--- Start ---

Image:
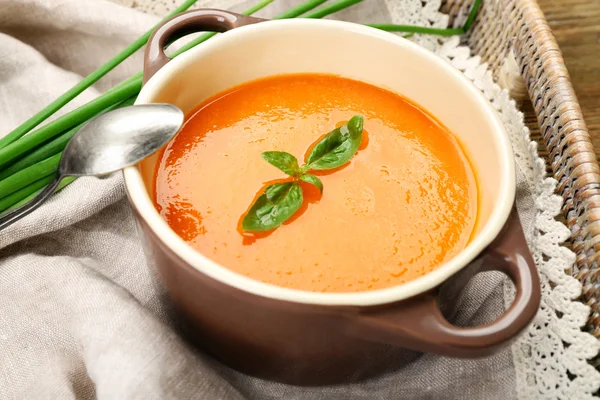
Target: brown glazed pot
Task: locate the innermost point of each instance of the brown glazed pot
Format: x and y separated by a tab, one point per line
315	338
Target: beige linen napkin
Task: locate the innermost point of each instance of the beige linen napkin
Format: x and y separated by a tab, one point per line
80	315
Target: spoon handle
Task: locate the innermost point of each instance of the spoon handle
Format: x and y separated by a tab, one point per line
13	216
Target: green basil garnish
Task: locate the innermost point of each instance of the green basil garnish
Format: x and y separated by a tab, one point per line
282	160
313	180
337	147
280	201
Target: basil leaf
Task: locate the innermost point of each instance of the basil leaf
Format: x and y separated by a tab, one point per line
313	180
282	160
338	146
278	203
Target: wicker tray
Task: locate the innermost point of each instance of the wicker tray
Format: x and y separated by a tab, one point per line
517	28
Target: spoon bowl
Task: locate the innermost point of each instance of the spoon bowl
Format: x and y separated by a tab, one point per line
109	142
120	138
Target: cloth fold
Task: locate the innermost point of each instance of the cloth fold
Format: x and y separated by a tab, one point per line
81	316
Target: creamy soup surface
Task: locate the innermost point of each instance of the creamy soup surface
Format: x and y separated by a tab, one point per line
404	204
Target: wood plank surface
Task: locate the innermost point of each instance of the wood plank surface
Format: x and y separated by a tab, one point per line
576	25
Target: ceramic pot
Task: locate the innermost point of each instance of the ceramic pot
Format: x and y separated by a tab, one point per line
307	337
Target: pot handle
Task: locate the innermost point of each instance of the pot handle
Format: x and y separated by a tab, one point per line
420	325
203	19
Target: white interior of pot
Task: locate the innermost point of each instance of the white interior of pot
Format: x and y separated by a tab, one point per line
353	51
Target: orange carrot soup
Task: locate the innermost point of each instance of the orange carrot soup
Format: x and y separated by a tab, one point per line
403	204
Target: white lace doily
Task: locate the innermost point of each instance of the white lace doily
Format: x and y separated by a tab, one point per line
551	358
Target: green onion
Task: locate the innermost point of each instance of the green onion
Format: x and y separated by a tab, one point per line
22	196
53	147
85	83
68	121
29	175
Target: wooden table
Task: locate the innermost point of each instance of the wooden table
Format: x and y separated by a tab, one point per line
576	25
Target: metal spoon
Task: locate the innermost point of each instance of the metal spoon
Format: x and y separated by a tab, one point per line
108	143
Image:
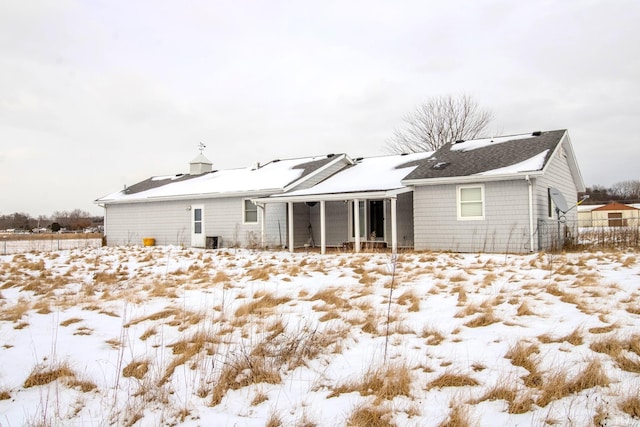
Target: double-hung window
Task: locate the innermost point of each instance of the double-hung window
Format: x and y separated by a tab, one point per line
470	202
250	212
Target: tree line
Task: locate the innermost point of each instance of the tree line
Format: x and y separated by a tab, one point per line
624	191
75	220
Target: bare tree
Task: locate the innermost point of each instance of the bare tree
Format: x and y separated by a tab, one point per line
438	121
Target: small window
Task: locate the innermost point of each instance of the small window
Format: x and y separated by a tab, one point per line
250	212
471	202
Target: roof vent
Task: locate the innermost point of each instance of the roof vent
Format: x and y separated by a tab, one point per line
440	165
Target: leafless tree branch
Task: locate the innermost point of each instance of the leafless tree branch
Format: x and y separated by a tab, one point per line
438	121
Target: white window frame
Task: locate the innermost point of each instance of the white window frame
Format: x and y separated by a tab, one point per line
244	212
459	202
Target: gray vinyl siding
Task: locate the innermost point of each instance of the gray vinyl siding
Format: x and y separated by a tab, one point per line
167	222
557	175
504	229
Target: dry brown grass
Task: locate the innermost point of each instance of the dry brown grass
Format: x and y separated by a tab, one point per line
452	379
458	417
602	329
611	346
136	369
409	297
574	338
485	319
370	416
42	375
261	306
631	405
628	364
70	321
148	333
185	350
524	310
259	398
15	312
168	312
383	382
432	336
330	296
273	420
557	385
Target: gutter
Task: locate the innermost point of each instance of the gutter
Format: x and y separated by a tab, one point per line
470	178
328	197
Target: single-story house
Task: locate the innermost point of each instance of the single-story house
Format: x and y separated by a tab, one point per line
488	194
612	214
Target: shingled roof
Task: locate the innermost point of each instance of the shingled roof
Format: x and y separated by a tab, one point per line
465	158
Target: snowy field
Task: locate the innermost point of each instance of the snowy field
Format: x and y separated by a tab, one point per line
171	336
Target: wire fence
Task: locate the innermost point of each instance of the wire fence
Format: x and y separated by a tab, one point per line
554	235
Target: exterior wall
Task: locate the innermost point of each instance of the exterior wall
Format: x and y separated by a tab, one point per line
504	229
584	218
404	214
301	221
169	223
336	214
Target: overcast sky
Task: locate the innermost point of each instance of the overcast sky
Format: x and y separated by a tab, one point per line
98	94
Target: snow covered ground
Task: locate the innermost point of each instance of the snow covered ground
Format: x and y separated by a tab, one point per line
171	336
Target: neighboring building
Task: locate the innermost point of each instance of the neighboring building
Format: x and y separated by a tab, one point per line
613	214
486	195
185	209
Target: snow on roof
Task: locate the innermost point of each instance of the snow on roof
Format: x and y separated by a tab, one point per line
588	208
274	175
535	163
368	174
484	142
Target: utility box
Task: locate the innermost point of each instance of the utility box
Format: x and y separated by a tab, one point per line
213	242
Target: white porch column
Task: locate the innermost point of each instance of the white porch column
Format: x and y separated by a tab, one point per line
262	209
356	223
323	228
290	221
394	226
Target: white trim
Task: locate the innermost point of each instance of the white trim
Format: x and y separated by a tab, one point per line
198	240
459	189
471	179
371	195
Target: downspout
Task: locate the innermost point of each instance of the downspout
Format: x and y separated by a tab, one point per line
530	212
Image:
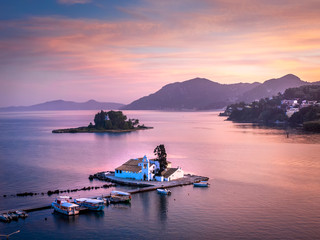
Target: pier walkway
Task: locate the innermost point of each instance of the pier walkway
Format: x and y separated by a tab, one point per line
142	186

--- End ---

• Work to complete:
Set down, unchanged, only the lines running from the line with "Target: snow covered ground" to the last line, including both. Pictures stay out of the copy.

• Answer to this problem:
Target: snow covered ground
Task: locate the innermost point of each instance of the snow covered ground
Format: x and y separated by a tab, one point per line
171	336
Target: neighboring building
Task: locate the innermost point of each instance of the neighboring building
Format: x and y separated by a tab, one point per line
613	214
486	195
185	209
Target: snow on roof
Task: locate the innermost point of each instance of the snow on roof
Format: x and y separated by a tab, one point per line
588	208
274	175
535	163
368	174
484	142
Target: utility box
Task: locate the innermost point of each instance of the utility box
Format: x and y separated by a tab, one point per line
213	242
Target: white porch column
Task: locate the innermost point of each instance of the white porch column
Format: x and y separated by a tab, one point per line
262	209
356	223
323	228
290	221
394	226
Target: white trim
Task: locate the innermost point of each instance of the white trim
Format: x and y separated by a tab, one point per line
198	240
459	189
471	179
371	195
Target: downspout
Task: locate the innermost point of each instance of the downspout
Format: x and y separated by a tab, one point per line
530	212
Image:
Target: pier walkway
Task: locate the innermost point of each instance of the pier walkway
Format: x and y separated by a tab, one point per line
142	186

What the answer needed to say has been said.